RadioFish - I was thinking on your taper candles...could you use a tall stock pot or a canner as your boiling water bath, and make a wax holding cylinder to go in it out of PVC pipes and caps, bound together so you can dip more than one taper at a time? I know I used to dip shorter tapers when I was in highschool, but I don't remember the details of how I did it (that was a long time ago, lol). I was kind of thinking about 2"-2 1/2" PVC, capped on the bottom, as long as the tapers you want to make, plus a bit. Maybe one in the middle and the others in a circle around it, all wrapped together with, what, wire, maybe? Then draw a template of the top of the bundle, figure out where the wick holes would need to be to be able to dip tapers into each of the PVC pipes, all at the same time. From the template, make the wick holder out of scrap metal, wood or plastic, whatever you happen to have. Tie wicking onto the holder, weight it at the bottom with a washer or similar, and dip away. After you've done enough dips to have a good shape to the tapers, cut off the washer and continue dipping. Hmm, now you've got me thinking and I may have a new project to work on (like I need one, lol). I have an awful lot of wax sitting here in need of processing.


----------



## manygoatsnmore (Feb 12, 2005)

shanzone2001 said:


> OK, so I have the materials, what time did you say you would be over tomorrow to help me??? :smiley-laughing013: Thanks for the step-by-step directions. I never liked throwing out my candle jars when they were burnt down, so now I will refill them!!!


LOL - doesn't sound like you're going to have traveling weather tomorrow, so you're on your own, sister!  Seriously, after posting above, I think I mightbe stopping at Lowe's tomorrow (today, I guess, since it's after midnight) to get some caps to work with the PVC and sewer pipes I have in the scrap pile. I might just be able to come up with a way to dip tapers. Should pull out the pillar candle molds and reacquaint myself with what I have on hand, too. I know I have a ton of old candles that still need chunked up (more of those 3 wick candles) and thrown in the cans to melt down. I love doing this in the winter when I need the heat in the house anyway. Won't stop me from checking out the closeouts for more candles, though - I am of the opinion that you can just never have too many heat and light sources.
============
- PROMPT
Please copy the candle-making thread word for word between "LOL - doesn't" and "and light sources.", inclusive.
============
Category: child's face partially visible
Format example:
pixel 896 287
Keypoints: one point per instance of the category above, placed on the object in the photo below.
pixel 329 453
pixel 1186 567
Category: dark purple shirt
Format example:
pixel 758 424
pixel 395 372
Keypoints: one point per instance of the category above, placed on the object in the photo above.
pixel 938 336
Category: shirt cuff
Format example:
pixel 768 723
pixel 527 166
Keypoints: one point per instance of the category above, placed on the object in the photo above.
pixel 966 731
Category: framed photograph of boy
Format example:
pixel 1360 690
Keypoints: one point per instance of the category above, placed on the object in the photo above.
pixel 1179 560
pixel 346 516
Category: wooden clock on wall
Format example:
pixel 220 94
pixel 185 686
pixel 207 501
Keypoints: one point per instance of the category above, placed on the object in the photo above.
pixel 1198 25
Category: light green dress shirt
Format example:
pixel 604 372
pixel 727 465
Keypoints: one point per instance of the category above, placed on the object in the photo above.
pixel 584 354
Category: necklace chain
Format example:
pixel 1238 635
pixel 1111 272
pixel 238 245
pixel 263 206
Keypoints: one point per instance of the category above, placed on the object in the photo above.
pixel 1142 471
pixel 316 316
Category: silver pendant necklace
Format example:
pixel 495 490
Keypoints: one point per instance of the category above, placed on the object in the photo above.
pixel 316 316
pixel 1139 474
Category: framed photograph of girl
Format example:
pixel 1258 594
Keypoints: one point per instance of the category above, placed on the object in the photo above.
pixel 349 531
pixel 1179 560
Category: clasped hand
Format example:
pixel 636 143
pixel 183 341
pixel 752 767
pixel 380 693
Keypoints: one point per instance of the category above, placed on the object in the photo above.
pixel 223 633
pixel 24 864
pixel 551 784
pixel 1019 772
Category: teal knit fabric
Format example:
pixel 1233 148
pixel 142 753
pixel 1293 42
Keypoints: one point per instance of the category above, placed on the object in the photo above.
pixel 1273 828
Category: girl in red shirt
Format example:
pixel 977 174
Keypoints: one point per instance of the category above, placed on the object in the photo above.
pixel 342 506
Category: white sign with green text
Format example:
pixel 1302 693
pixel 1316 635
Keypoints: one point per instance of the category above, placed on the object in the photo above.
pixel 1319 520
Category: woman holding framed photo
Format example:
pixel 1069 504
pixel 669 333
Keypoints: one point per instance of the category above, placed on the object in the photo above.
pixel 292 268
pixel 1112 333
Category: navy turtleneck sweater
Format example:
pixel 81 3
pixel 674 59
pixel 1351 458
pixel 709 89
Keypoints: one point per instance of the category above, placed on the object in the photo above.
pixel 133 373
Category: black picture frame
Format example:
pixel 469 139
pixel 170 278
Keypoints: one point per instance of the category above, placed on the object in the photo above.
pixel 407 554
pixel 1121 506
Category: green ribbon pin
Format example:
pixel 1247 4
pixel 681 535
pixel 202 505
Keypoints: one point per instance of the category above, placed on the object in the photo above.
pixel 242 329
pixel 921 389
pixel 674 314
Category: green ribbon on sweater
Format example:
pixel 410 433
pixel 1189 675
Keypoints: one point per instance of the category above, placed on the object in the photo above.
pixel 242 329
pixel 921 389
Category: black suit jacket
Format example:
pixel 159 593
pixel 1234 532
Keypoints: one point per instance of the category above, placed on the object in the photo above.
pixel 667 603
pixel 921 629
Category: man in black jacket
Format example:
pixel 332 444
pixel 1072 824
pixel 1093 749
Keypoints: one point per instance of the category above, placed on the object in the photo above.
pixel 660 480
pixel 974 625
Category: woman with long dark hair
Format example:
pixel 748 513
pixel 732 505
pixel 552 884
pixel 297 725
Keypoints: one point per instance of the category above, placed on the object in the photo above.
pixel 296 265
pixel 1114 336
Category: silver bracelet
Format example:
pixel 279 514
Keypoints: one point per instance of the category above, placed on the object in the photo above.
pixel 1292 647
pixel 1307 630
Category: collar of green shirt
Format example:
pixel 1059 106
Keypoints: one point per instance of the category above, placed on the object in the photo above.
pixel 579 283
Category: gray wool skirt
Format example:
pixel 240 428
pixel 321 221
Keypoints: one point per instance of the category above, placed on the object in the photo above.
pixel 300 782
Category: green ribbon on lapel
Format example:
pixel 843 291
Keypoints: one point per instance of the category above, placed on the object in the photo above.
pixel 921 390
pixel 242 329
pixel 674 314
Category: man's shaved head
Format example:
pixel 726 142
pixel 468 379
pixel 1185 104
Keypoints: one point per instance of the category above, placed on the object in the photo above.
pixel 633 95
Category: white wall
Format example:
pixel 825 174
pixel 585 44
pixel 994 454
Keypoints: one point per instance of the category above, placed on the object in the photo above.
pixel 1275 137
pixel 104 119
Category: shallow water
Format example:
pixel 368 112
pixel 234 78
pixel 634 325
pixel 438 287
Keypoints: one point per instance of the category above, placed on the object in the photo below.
============
- THE ANSWER
LOL - doesn't sound like you're going to have traveling weather tomorrow, so you're on your own, sister!  Seriously, after posting above, I think I mightbe stopping at Lowe's tomorrow (today, I guess, since it's after midnight) to get some caps to work with the PVC and sewer pipes I have in the scrap pile. I might just be able to come up with a way to dip tapers. Should pull out the pillar candle molds and reacquaint myself with what I have on hand, too. I know I have a ton of old candles that still need chunked up (more of those 3 wick candles) and thrown in the cans to melt down. I love doing this in the winter when I need the heat in the house anyway. Won't stop me from checking out the closeouts for more candles, though - I am of the opinion that you can just never have too many heat and light sources.